Add 109 to every bounding box coordinate in the listing below, starting at the line that contains "flare you can find — occluded or clear." and ending at the line that contains "[324,264,556,355]". Write out every line in that span again, with all other text unchanged.
begin
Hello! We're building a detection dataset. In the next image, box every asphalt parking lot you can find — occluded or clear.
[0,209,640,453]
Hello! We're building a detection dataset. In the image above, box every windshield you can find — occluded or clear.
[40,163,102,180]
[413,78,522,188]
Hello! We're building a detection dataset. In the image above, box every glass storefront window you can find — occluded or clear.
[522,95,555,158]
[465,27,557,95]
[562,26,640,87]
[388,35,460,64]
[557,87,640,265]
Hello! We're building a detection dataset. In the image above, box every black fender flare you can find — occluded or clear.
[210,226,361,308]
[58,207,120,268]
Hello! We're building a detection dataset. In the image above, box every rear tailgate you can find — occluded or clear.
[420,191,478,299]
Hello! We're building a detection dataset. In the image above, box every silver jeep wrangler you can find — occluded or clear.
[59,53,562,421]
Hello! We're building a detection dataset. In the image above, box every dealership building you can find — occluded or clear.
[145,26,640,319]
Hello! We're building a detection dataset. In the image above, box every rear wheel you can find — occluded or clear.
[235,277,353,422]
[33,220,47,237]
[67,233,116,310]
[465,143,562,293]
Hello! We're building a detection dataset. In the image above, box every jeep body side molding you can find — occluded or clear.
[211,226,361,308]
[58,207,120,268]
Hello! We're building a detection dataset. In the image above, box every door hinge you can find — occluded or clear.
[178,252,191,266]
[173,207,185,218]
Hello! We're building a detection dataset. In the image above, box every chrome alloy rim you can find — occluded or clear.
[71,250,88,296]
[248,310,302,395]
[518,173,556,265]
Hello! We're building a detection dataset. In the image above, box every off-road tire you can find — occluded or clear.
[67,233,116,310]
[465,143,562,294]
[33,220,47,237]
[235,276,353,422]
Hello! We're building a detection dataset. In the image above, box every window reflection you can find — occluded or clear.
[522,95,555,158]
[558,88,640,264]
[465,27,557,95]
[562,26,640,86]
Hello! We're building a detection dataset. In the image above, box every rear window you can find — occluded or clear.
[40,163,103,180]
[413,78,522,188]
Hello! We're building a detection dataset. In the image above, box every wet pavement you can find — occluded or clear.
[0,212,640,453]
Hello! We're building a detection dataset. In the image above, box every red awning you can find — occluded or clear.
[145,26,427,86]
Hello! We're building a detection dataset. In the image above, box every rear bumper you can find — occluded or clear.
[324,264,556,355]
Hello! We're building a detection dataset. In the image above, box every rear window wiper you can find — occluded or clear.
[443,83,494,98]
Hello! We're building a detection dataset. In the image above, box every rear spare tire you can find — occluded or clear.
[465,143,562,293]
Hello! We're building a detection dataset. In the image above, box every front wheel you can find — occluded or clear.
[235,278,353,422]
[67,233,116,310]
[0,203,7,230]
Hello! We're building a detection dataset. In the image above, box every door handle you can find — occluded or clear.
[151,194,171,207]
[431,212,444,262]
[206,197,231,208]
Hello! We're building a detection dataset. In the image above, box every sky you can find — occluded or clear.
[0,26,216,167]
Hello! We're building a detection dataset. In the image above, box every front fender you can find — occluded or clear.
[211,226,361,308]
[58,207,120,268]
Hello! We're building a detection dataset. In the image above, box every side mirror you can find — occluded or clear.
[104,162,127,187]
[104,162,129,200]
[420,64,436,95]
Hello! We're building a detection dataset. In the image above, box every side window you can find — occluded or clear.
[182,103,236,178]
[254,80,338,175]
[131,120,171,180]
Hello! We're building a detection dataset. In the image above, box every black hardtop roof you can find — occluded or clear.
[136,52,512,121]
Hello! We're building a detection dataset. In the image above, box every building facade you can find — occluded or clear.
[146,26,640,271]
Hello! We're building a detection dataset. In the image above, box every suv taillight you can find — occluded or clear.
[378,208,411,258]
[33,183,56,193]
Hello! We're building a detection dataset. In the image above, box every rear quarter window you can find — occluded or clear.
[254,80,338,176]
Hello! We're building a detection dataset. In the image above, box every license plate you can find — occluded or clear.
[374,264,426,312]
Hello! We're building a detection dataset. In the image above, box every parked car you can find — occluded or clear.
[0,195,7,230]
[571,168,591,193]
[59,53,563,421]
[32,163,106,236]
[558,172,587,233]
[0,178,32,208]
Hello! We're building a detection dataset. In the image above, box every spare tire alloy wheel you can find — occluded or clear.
end
§ **THE REPLY**
Hello! We're building a detection dataset. In the image above, box every black fender flare you can find — occluded or clear.
[319,335,470,417]
[167,316,229,377]
Hello! We're building a detection dataset. In the image above, box every rear tailgate you can find — occluded or clear.
[529,300,587,408]
Hello! We're building a detection dataset. In the image above, box every silver jeep wrangler you can find — occluded or clear.
[168,162,671,530]
Hello! We're building a detection dataset. In the image above, box every dealership building you can find — occluded or clear.
[254,135,749,428]
Hello! We're building a detection dataset. In the image above, box every rear wheel you can find — occluded or clear.
[344,386,462,531]
[142,329,156,346]
[176,342,225,419]
[574,252,671,402]
Hello! We're building a detection dataset. In the image above, box every jeep body side molding you can find — occluded or clear.
[320,335,470,417]
[167,316,229,377]
Hello! We're building a detection dataset. In the image above, box every door hinge you can find — occluded or clear.
[287,361,300,375]
[282,316,294,327]
Hello! We're building a detection dataset. In the image above, box every chrome alloy rim you can find — occluded or clear.
[180,359,197,405]
[357,419,411,504]
[627,282,665,374]
Hello! We're building a detection dataset. In the image above, box every off-road tire you can find — occluded or clear.
[176,342,225,419]
[574,252,671,403]
[142,329,156,346]
[344,385,462,531]
Hello! We're building a detection dataset. In the image above, box every window reflection you can find — occluded or clear.
[631,204,664,267]
[667,197,749,373]
[574,136,666,204]
[671,135,749,195]
Hello! We're building a detection dataset. In the image above, box every rear window you can find — occluded or clear.
[149,272,212,289]
[522,187,631,297]
Hello! We're building a detection dataset. In the image above, box every wet pavement you can find — occluded or clear.
[109,321,749,562]
Hello! We're building a detection dataset. In the image above, box every red awning you can find — occluded or clear.
[254,135,536,195]
Hello! We're building a detection dataset. In the image above, box every rear bumper you can find — occluded or clear.
[433,373,665,464]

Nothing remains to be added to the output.